Directions for this task => Copy out each line below containing "hazy".

(Point-per-instance localization data)
——————————
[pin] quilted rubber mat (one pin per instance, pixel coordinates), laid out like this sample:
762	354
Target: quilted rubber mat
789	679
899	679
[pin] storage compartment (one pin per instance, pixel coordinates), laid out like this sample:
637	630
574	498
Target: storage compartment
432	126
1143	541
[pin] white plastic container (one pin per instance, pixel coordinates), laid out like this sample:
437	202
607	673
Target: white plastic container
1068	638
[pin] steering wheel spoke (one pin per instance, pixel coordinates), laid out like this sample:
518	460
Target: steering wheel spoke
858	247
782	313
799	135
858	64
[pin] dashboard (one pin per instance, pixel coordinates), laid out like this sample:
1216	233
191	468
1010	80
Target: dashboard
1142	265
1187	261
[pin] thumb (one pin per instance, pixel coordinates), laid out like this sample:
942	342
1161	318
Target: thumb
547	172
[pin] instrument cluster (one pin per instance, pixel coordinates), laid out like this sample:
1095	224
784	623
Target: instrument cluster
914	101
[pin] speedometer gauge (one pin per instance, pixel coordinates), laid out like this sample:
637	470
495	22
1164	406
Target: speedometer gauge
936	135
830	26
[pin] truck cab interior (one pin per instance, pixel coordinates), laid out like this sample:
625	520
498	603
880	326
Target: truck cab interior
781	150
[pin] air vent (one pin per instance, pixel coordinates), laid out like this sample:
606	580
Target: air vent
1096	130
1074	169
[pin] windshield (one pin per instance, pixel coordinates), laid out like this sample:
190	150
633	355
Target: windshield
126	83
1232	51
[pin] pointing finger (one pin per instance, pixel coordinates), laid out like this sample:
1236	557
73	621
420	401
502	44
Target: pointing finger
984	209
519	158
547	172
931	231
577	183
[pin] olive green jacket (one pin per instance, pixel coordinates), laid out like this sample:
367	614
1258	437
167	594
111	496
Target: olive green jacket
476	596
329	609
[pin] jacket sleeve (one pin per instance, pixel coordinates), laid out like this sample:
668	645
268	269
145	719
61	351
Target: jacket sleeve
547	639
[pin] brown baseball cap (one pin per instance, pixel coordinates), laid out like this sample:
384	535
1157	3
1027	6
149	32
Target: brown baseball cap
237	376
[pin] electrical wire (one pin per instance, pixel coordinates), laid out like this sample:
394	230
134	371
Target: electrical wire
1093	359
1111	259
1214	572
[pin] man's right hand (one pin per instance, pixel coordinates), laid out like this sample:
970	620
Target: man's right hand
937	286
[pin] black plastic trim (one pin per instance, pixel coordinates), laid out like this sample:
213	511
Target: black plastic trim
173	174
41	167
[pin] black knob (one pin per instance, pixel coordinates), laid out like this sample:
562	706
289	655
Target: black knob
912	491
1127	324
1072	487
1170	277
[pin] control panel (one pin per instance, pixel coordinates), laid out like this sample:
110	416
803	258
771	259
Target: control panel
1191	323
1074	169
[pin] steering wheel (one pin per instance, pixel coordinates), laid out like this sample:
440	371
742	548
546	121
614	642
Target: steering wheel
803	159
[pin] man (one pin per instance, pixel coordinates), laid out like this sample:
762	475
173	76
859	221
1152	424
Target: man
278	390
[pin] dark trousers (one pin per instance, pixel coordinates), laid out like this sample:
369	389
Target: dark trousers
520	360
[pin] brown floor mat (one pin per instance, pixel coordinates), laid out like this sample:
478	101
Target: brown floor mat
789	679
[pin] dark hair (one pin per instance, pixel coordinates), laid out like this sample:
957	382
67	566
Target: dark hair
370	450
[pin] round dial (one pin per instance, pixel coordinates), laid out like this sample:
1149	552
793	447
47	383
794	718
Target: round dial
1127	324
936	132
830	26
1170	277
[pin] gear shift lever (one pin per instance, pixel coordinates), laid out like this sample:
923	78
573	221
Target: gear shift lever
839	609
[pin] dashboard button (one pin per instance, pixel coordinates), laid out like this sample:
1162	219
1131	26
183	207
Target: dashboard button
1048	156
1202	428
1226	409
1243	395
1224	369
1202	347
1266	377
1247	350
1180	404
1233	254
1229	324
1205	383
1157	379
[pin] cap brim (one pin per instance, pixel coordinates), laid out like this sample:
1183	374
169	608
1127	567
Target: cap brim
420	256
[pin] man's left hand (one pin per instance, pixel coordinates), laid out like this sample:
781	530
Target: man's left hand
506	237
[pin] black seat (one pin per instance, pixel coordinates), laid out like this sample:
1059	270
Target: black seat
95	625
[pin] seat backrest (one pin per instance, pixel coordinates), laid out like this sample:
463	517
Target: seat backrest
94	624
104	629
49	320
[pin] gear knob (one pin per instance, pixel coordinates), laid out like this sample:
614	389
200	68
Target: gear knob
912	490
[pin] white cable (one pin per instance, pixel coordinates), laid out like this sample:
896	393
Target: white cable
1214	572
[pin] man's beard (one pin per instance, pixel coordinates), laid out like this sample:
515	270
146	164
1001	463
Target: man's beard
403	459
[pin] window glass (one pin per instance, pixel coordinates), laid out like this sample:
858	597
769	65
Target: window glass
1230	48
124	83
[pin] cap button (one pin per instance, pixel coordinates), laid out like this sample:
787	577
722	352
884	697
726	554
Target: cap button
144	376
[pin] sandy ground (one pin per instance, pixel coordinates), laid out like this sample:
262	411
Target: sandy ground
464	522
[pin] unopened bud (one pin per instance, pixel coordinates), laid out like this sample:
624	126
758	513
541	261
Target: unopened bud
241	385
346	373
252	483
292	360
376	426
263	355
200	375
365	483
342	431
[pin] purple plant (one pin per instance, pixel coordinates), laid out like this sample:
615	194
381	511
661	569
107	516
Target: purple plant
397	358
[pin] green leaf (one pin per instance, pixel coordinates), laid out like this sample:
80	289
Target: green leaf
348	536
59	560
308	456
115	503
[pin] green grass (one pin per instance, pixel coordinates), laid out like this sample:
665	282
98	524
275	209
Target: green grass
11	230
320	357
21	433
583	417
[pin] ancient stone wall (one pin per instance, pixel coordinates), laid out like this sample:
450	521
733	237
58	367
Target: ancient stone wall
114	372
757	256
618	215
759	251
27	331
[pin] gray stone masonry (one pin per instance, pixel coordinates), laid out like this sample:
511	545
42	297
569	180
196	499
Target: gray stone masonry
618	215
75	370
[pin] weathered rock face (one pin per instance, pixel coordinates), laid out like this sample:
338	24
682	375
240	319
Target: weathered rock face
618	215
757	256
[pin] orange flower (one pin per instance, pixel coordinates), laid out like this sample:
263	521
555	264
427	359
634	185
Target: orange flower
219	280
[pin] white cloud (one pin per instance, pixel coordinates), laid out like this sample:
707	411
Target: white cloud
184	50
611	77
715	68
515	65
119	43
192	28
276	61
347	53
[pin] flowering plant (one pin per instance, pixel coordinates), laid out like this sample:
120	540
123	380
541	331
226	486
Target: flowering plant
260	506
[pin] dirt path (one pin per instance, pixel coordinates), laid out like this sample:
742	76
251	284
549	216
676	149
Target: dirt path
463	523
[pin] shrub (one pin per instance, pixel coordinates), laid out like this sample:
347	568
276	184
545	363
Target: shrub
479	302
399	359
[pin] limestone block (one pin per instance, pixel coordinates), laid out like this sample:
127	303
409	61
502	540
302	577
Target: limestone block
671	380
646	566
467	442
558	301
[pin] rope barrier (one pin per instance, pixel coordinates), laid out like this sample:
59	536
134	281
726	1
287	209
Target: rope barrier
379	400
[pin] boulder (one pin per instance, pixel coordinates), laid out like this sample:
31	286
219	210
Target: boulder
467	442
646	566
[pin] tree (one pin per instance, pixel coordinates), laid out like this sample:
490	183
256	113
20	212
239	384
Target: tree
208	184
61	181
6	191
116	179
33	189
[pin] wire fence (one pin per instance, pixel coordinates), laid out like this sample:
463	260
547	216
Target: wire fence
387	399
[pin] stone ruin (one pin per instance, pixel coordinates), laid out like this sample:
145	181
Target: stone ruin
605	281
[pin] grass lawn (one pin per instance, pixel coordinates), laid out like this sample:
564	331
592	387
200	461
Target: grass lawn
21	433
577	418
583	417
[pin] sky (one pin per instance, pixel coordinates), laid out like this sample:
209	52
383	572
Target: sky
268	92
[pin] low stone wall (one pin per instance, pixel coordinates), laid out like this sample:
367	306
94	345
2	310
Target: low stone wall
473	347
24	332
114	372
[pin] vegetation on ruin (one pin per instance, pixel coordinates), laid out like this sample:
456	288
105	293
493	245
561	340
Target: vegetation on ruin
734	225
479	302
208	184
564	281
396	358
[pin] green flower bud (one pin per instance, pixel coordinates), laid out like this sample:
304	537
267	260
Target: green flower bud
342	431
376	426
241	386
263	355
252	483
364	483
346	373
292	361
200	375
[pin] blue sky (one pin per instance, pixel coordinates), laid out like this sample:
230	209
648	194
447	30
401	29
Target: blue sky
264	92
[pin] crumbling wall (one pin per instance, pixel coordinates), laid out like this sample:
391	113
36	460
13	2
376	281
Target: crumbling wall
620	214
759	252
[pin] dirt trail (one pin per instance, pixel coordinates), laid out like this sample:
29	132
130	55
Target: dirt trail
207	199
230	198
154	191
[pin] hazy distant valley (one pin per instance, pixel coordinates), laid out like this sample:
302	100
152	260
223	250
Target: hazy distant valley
——————————
Reply =>
[pin] hazy distant valley (one pin per instance, pixel coordinates), laid out like this sample:
Target: hazy distant valley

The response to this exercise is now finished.